▶ _TEXT EXTRACT_
□ □ □

Statistics, systems and stories
How more granular data changed how the NBA evaluates players
Most outcomes are best predicted in the context of a system and its incentives
To best understand outcomes, you need to understand the behaviors of actors
Better data helps you better explain behaviors and influence outcomes
In the absence of data, people rely on stories which may not be accurate
The more granular the data, the better the story you can tell about the system
Stories help our understanding, inform our strategy and influence outcomes
Stories can be helpful but are always incomplete
As covered in the last edition of Forestview describing how all narratives are wrong, but some are useful it is a truism that stories, while incredibly powerful, are always incomplete. With the start of the NBA Finals this week between the Golden State Warriors and the Boston Celtics, fans of professional basketball around the globe will be watching, reading, and listening to stories about the series. I’ve followed basketball since I was young and read the sports pages in our local newsletter daily. We did not have cable TV where most of the games were broadcast, so I relied upon the game summary written by a reporter and the box score statistical summary of each game to form an understanding of how my favorite team performed.
For those unfamiliar with a basketball box score, it is a table of statistics that provide insight into how each player performed. You can cumulate the individual player statistics to generate team statistics, and both sets of numbers help coaches, scouts, executives, and fans understand what took place in the game. Of course, the box score is an abstraction of the actual game play, but it is a useful summary. By contrast, an entire description of every action by every player for the full 48 minutes would be a more accurate summary but not easy to consume. There is power and perspective gained by reducing the game to a set of statistics.
Historically, box scores contained what are known as “counting stats” including points (based on the number of 2-point and 3-point baskets each player made), assists (how many passes a player made that directly led to a teammate making a basket), and rebounds (how many missed shot attempts did a player grab). Other statistics included the number of minutes a player was in the game and the number of fouls they committed. Players were generally evaluated based on how much counting statistics they accumulated, and scoring points was considered the most valuable trait. Unfortunately, most of the counting statistics favored offensive play; there was a lack of statistics that adequately captured a player’s defensive abilities in limiting scoring by the other team. For evaluation on defense and in many other areas of the game, spectators needed to rely on the “eye test”: what behaviors did you observe, how would you describe it verbally to someone, and how would you evaluate the effectiveness towards achieving the objective.

□ □ □

▶ _GIVEN INFORMATION_
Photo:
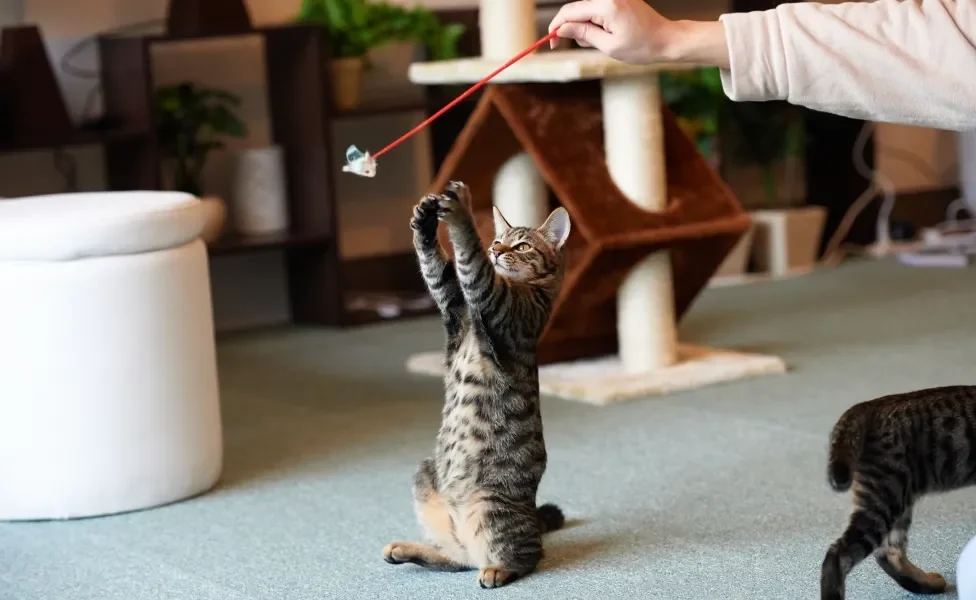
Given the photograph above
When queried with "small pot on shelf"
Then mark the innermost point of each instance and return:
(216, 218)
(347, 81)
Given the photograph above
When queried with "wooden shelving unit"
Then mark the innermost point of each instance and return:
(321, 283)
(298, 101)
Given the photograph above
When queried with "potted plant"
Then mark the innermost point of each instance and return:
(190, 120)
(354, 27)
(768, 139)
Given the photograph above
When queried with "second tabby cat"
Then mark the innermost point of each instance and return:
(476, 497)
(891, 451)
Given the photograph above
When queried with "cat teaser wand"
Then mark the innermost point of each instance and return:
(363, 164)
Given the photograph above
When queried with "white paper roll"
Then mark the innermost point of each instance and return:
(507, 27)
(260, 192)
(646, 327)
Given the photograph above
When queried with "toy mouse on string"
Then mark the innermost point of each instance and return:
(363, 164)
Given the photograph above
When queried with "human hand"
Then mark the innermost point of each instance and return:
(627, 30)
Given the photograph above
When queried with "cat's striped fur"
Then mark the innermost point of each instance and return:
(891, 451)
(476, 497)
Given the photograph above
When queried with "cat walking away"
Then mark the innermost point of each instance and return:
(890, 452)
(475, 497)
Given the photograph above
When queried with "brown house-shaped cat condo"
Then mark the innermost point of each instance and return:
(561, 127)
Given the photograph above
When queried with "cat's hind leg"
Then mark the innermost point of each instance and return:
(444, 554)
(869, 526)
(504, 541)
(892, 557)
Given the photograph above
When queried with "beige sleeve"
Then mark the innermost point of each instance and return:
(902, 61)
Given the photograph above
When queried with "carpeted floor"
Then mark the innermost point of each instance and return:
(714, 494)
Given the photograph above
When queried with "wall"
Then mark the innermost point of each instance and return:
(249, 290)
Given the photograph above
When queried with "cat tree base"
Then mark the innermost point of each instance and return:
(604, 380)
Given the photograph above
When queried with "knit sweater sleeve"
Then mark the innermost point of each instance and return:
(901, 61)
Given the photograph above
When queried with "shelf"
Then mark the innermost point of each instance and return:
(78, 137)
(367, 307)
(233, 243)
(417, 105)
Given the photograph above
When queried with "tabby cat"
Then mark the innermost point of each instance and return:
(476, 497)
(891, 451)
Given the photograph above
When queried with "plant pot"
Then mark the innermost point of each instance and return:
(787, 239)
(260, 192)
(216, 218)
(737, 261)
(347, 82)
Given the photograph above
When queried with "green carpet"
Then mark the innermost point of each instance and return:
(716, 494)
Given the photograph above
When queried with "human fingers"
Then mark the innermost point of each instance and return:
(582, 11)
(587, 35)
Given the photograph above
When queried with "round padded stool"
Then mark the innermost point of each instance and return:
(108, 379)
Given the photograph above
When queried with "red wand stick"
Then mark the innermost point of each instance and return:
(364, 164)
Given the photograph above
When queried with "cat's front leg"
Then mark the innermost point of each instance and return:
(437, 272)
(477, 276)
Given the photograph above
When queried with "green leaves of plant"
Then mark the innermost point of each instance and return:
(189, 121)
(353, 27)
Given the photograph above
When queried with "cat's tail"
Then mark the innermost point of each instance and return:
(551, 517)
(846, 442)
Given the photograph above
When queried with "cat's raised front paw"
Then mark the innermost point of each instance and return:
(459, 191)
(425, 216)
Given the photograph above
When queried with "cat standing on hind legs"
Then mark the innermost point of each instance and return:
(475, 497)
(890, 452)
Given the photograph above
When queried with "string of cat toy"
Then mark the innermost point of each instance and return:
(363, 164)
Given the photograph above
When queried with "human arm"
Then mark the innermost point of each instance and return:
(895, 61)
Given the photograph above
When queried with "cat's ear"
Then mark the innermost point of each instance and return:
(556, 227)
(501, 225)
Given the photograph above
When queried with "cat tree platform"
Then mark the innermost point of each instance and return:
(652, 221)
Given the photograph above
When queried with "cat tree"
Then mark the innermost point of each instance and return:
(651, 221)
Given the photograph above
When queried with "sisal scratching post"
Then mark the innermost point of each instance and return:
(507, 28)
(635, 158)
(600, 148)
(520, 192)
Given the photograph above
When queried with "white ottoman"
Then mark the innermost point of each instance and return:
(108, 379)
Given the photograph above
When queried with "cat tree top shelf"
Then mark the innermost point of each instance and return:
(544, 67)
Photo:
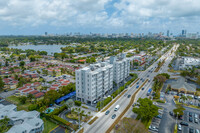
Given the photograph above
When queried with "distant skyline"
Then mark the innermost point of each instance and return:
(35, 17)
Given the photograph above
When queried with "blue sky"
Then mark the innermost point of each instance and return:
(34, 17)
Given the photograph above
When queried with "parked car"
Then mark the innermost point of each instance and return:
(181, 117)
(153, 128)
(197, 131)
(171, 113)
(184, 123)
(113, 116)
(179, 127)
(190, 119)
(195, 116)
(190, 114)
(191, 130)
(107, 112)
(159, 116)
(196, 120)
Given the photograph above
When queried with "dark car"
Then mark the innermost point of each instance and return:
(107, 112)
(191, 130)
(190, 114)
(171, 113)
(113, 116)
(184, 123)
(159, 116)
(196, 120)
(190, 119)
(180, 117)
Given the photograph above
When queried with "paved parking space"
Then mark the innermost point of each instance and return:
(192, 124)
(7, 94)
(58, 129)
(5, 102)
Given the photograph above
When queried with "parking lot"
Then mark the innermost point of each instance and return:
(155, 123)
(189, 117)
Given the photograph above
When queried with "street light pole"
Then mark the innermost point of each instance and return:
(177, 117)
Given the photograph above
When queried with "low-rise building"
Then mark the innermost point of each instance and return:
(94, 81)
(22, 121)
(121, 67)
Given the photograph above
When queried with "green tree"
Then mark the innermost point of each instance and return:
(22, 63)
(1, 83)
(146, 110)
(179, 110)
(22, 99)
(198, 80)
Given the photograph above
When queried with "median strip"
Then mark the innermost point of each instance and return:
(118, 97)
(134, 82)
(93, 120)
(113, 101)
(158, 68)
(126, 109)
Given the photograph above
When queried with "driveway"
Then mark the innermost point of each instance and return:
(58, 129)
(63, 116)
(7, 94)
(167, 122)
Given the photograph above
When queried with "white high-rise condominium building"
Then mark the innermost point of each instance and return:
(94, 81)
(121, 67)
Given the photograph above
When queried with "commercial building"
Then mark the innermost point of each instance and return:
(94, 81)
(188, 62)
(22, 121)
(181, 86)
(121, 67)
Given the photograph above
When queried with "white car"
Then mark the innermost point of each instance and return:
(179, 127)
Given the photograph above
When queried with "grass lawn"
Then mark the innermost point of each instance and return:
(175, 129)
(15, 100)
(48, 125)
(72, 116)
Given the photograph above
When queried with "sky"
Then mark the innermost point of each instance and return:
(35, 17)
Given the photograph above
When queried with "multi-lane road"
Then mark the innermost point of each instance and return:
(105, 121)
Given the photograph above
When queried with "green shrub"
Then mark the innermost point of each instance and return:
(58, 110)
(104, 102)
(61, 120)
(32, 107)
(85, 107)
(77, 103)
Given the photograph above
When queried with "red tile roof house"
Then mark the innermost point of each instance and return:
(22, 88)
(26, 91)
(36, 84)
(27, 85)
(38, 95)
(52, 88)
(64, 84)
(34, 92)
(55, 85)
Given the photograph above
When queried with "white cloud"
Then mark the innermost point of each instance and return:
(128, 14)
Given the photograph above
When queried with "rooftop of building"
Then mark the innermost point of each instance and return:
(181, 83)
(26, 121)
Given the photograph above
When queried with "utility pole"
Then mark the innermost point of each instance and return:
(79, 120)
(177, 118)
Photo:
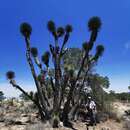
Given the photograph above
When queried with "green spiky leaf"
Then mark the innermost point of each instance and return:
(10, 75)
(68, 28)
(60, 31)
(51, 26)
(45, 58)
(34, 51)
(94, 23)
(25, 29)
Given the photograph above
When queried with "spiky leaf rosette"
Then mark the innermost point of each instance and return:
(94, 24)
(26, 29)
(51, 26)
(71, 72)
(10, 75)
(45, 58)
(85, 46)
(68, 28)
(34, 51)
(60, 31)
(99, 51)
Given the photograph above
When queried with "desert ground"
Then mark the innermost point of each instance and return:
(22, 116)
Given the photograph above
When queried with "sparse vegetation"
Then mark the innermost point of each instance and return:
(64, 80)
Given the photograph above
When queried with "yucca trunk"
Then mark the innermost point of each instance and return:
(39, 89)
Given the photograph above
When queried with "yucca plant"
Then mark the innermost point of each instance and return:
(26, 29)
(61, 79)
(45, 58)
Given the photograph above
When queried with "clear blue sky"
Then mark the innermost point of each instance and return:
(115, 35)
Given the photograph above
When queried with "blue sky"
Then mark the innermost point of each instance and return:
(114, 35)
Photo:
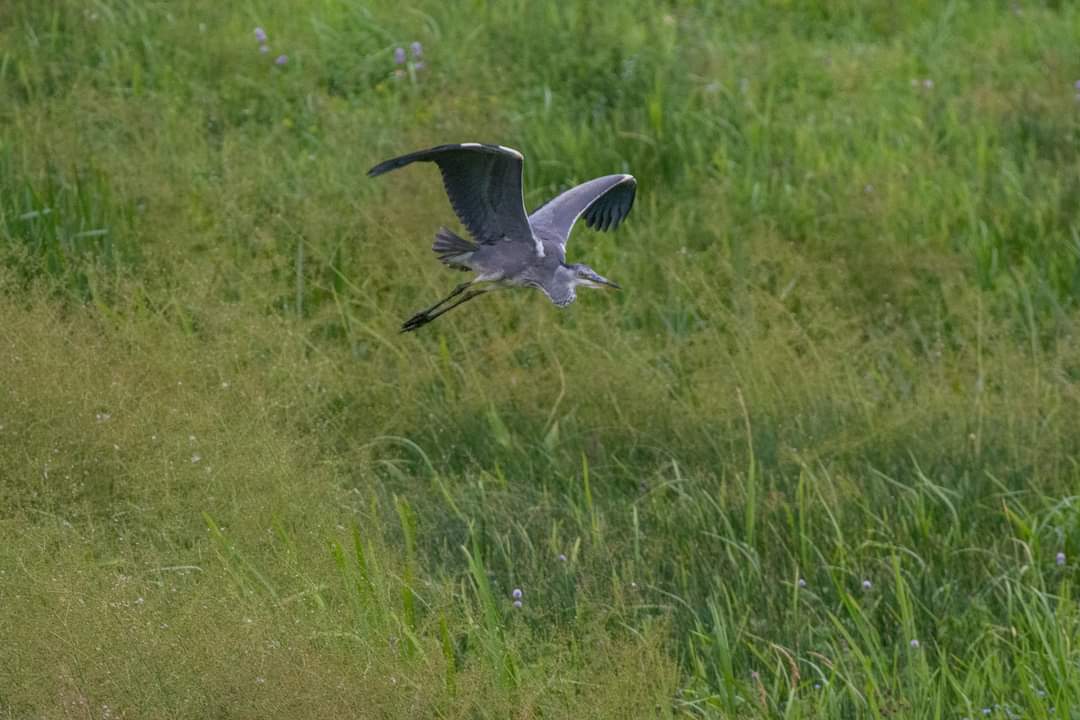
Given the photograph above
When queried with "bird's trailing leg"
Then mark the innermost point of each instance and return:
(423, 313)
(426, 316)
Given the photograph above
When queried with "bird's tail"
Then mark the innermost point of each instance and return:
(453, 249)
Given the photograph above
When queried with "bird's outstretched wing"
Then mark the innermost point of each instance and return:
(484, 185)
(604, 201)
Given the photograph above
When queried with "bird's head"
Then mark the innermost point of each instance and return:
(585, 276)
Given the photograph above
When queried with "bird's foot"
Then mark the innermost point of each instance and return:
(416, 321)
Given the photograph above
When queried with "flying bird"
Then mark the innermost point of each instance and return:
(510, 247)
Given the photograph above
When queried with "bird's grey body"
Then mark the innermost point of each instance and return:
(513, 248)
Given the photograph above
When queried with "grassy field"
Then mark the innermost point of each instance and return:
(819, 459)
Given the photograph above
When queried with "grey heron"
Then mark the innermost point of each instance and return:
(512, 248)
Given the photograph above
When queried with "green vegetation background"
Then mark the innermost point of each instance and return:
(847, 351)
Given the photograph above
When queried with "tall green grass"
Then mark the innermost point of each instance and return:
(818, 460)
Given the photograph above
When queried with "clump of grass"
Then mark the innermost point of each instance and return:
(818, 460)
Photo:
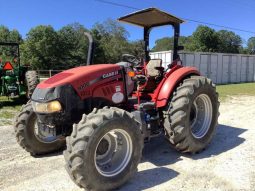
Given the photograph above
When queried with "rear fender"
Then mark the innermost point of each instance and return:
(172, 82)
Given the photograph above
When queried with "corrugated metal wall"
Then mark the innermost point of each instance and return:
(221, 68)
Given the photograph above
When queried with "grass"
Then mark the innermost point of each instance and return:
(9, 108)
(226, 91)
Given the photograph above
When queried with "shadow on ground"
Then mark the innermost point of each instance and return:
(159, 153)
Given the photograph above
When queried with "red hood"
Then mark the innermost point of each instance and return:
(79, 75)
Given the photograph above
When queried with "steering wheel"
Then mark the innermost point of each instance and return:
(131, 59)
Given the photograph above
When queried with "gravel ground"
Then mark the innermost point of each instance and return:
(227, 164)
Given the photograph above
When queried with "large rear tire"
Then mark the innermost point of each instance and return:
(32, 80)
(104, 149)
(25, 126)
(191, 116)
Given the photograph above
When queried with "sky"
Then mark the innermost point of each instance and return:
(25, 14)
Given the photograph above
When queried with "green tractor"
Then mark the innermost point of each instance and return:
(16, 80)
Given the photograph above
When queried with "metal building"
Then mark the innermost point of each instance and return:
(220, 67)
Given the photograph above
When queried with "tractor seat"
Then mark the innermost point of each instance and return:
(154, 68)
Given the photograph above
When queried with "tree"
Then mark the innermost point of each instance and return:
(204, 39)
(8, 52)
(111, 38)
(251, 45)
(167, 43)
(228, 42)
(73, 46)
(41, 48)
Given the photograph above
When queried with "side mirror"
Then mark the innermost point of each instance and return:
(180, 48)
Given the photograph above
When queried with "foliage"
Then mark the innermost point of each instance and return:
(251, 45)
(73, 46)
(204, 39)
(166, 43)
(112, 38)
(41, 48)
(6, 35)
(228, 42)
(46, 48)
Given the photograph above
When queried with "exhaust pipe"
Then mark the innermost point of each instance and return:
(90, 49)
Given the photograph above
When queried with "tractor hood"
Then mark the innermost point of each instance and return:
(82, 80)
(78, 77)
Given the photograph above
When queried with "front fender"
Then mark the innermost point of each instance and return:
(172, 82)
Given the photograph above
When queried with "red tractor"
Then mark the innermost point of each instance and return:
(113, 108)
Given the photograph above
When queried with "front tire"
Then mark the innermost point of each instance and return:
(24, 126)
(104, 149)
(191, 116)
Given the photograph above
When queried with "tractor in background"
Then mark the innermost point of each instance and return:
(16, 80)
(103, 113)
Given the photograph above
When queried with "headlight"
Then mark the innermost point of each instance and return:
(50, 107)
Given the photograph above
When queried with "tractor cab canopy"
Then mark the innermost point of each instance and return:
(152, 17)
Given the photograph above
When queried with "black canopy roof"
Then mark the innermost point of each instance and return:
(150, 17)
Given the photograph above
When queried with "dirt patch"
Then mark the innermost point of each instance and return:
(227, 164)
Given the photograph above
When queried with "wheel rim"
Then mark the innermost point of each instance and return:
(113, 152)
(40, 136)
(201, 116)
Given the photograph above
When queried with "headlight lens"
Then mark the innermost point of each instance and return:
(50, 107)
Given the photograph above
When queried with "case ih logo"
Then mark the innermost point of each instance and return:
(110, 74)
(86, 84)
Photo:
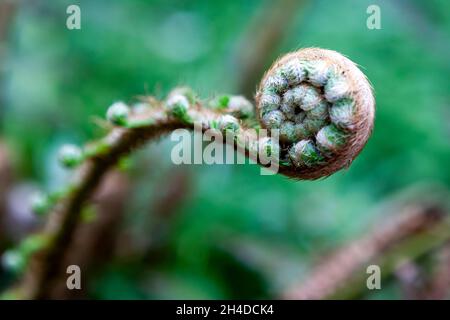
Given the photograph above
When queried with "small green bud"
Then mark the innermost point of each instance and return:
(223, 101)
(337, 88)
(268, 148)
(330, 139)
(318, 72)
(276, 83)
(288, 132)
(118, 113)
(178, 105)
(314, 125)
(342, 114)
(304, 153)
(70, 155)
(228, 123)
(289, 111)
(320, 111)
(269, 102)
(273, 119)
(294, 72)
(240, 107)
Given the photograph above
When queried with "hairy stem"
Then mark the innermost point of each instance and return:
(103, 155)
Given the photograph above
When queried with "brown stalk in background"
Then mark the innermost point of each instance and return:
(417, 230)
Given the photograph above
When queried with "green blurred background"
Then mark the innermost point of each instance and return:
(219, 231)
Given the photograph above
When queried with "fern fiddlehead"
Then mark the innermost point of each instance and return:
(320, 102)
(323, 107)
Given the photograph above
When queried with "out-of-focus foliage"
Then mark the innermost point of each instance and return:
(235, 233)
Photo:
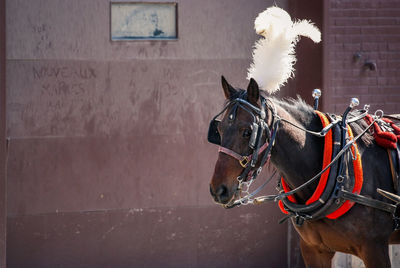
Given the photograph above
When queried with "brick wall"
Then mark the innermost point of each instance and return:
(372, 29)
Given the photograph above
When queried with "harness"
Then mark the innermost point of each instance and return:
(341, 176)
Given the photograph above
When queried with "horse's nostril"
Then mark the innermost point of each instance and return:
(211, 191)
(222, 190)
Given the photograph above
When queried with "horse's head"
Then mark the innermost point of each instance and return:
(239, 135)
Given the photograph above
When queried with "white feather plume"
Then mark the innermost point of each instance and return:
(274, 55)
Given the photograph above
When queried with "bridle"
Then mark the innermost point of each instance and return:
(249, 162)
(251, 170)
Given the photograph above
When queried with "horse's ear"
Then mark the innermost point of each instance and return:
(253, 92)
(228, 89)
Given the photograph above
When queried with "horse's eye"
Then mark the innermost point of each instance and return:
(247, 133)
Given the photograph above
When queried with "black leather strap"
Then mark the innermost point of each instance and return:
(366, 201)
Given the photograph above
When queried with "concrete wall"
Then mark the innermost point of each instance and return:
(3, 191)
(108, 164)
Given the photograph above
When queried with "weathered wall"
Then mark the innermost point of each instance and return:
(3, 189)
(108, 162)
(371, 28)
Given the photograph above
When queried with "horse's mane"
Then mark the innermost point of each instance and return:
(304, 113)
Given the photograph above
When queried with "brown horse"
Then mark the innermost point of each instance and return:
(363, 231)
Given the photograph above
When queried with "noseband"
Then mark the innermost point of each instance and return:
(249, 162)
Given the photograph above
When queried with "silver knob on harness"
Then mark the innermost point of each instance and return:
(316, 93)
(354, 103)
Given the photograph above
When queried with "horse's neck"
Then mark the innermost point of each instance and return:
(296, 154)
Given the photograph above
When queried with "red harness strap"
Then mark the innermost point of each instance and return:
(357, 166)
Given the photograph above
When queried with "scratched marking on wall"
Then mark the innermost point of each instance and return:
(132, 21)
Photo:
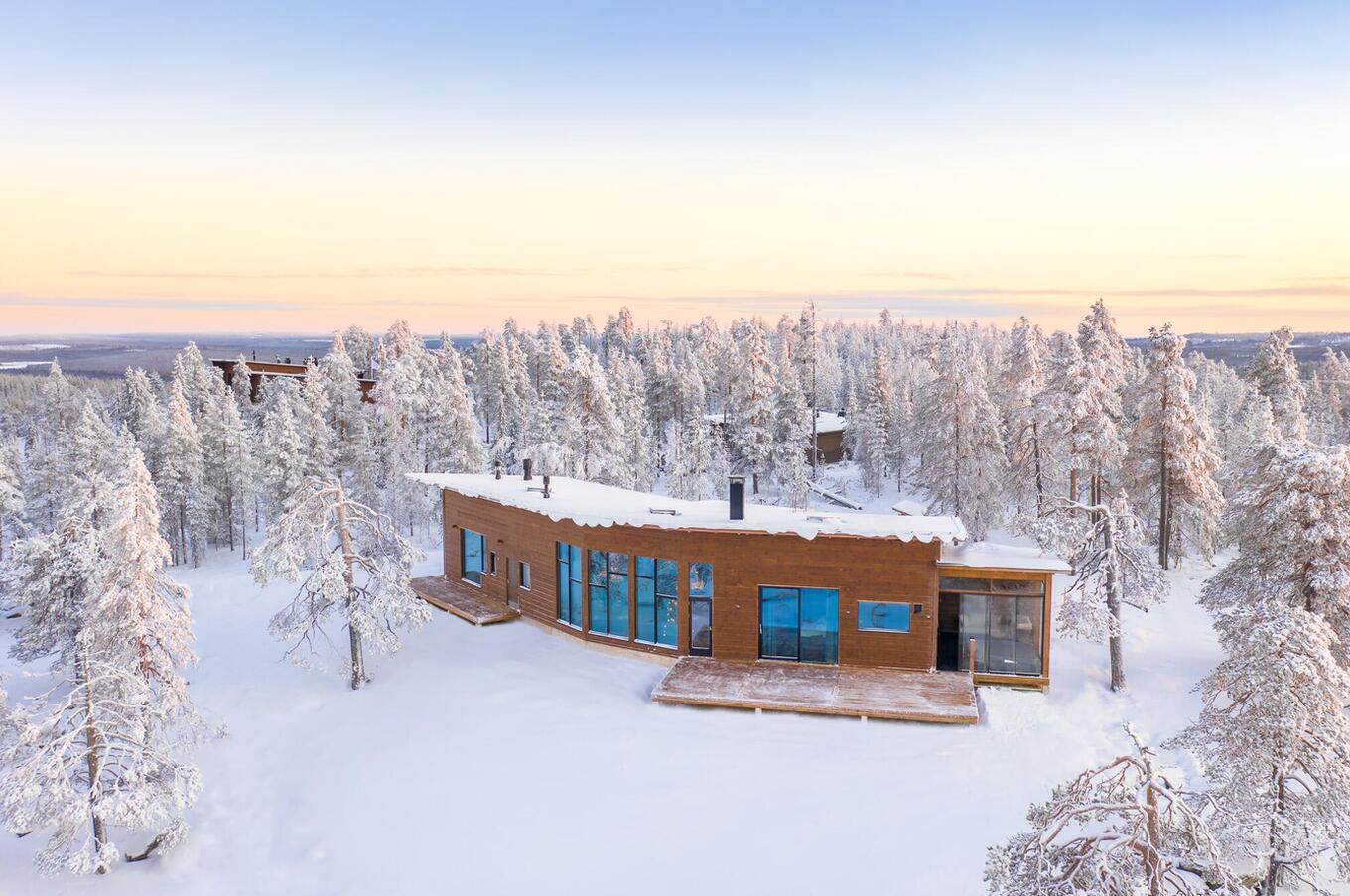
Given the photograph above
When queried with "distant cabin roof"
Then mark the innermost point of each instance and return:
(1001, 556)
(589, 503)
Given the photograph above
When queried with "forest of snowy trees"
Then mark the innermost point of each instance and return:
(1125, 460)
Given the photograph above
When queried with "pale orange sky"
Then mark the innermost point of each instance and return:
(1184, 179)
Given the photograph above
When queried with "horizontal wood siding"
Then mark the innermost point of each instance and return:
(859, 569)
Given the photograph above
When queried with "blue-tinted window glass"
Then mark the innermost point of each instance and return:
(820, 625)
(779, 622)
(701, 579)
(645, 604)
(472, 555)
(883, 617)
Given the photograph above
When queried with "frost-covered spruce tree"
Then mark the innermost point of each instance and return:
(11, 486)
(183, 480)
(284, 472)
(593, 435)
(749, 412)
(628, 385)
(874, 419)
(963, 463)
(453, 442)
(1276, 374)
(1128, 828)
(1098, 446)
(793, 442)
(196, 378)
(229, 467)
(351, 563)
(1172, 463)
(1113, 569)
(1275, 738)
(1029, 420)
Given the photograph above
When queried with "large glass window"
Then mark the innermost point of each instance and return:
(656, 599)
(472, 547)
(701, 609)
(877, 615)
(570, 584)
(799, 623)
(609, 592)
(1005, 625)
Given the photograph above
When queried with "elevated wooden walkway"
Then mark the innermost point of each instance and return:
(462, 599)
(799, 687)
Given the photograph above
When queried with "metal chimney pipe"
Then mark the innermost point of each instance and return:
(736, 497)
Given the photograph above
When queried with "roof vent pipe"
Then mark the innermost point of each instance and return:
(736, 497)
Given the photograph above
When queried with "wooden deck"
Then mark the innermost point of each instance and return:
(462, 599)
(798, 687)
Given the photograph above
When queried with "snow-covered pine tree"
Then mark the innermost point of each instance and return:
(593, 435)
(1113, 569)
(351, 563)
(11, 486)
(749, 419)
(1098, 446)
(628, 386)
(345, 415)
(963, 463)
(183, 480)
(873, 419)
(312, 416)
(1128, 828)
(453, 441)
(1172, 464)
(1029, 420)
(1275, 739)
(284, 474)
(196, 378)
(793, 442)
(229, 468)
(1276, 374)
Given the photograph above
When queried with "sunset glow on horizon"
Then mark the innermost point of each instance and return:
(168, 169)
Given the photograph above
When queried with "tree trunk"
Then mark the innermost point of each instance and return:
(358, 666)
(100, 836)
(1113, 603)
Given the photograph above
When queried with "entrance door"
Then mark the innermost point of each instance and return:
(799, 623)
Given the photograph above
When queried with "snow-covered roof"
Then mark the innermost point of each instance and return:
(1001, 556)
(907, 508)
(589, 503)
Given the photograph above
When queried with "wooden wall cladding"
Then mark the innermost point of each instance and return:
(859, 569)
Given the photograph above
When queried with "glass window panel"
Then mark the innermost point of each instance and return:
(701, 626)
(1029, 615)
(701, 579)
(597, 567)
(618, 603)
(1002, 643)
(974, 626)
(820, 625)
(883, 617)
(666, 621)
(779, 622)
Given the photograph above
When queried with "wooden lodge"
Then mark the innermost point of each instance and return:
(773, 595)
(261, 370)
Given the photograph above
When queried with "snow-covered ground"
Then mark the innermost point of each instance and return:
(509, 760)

□ □ □

▶ _SET OF TASKS_
A. In the basketball statistics text, repeat everything from "For those unfamiliar" down to "set of statistics.".
B. According to the basketball statistics text, what did spectators have to rely on to evaluate a player's defense?
None of the entries are needed here.

▶ _TASK-BY-TASK SOLUTIONS_
A.
For those unfamiliar with a basketball box score, it is a table of statistics that provide insight into how each player performed. You can cumulate the individual player statistics to generate team statistics, and both sets of numbers help coaches, scouts, executives, and fans understand what took place in the game. Of course, the box score is an abstraction of the actual game play, but it is a useful summary. By contrast, an entire description of every action by every player for the full 48 minutes would be a more accurate summary but not easy to consume. There is power and perspective gained by reducing the game to a set of statistics.

B. They relied on the "eye test."